[Labeling and segmentation records]
++++++

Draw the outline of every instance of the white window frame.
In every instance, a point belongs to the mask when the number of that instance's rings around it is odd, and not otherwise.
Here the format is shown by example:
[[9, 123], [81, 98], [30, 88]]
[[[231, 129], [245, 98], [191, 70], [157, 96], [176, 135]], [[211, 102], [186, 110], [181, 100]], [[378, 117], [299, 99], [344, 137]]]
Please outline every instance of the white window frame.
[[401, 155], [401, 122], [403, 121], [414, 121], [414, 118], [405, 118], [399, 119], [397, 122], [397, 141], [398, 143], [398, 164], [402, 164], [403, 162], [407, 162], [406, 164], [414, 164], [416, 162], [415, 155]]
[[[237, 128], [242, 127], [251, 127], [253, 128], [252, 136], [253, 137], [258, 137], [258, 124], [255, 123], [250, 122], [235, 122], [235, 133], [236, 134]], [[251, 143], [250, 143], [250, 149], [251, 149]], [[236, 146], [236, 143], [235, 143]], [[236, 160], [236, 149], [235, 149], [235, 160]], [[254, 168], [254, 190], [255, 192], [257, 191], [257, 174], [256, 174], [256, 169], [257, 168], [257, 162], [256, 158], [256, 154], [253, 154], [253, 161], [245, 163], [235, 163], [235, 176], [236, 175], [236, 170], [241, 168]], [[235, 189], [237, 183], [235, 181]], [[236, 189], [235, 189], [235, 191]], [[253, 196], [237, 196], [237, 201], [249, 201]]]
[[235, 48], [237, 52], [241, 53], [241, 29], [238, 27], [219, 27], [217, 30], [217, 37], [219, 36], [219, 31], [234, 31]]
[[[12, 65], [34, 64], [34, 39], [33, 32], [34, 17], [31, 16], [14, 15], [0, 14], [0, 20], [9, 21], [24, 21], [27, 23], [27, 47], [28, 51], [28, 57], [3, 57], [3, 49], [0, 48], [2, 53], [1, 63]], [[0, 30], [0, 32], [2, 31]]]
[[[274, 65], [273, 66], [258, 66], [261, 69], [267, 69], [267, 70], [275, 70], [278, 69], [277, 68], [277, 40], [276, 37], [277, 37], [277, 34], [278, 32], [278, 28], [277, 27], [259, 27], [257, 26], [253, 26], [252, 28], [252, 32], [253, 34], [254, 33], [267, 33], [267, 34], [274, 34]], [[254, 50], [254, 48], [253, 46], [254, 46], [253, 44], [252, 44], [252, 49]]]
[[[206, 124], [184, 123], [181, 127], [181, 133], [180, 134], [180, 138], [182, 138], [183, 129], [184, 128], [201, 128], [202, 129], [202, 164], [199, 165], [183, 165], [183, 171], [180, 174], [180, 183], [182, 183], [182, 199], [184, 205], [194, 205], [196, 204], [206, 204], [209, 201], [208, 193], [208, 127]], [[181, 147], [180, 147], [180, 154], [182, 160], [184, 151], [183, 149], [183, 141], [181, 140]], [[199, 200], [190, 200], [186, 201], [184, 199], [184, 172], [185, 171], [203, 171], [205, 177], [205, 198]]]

++++++

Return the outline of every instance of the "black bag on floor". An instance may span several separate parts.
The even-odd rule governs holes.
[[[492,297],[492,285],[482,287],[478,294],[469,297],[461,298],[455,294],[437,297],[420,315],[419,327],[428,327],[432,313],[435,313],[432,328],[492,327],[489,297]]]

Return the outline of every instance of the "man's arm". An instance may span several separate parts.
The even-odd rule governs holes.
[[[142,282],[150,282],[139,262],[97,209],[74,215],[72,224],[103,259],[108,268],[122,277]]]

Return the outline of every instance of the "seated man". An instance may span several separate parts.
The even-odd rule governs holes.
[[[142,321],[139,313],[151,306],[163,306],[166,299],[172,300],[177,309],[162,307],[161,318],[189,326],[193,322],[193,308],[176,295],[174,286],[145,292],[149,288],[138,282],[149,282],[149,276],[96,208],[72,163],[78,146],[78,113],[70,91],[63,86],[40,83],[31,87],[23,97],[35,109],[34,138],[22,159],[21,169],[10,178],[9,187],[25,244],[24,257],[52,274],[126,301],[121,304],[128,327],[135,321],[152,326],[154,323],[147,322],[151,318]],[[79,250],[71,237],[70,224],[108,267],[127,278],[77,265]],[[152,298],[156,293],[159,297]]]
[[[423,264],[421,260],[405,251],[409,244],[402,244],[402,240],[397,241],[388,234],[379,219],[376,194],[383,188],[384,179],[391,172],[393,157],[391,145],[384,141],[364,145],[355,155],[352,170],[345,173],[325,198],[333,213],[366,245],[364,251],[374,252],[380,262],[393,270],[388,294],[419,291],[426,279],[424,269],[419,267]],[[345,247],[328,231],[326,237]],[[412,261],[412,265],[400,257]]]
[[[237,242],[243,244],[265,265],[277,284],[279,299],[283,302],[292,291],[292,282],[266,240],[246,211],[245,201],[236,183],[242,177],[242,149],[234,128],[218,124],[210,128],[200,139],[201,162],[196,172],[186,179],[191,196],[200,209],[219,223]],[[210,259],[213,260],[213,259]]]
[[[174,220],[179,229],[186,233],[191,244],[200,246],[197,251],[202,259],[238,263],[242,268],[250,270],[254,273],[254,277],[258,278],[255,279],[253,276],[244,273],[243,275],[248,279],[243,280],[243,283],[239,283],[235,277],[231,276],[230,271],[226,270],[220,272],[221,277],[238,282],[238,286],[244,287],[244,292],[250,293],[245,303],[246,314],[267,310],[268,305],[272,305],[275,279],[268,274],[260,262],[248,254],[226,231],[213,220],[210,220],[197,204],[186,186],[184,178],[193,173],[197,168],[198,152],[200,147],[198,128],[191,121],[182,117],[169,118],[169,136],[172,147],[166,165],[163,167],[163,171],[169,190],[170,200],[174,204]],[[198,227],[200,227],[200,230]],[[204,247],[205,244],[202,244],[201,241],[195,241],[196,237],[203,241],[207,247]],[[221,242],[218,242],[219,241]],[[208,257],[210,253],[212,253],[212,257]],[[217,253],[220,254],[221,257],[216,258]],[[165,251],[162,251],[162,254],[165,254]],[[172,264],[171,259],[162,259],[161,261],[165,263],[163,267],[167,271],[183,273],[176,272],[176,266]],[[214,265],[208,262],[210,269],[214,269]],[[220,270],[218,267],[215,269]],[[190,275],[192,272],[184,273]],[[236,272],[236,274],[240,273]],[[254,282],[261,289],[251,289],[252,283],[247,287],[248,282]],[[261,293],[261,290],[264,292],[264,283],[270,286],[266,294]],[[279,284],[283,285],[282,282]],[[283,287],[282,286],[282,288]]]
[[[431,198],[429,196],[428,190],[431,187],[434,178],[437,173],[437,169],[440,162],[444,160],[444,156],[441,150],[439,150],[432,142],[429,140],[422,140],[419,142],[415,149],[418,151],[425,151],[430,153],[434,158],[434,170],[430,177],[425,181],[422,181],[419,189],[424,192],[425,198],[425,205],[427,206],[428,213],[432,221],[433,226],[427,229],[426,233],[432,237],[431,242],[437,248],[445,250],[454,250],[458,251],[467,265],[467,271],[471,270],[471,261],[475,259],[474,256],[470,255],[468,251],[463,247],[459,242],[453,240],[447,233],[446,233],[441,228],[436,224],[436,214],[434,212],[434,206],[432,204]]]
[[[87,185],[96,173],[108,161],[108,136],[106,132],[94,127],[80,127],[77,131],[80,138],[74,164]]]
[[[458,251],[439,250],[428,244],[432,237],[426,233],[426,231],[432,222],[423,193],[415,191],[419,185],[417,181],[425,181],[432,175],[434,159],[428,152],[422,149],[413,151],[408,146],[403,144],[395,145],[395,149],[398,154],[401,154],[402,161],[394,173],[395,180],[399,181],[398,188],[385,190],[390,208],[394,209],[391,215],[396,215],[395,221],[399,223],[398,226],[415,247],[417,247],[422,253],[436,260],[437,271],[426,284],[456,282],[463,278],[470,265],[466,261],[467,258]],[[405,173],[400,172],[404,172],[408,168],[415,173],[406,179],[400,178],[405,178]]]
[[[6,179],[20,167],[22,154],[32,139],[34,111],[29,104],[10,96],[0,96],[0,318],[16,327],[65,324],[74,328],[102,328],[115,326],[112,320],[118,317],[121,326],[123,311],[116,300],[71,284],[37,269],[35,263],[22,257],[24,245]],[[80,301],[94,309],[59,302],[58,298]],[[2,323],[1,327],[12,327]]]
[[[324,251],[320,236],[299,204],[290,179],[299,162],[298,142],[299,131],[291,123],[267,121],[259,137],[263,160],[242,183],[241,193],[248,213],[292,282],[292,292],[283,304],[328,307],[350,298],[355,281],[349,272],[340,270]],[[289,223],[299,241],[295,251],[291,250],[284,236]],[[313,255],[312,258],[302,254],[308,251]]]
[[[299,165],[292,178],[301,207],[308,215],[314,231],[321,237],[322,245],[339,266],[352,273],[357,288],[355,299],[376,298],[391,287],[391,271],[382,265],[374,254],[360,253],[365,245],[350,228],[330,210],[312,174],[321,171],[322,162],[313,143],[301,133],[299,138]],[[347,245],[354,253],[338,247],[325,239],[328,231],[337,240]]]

++++++

[Your objective] Starting at the line that contains "Draw the outline" and ending with the line that contains "[[9, 123], [81, 98], [30, 88]]", rewrite those lines with "format" changed to "layout" and everything else kept the same.

[Answer to the problem]
Draw the outline of every instance of the white window frame.
In every instance, a point belongs to the mask when the number of that instance's rings around it is odd, and not otherwise.
Here the layout is shown by example:
[[9, 123], [81, 98], [30, 88]]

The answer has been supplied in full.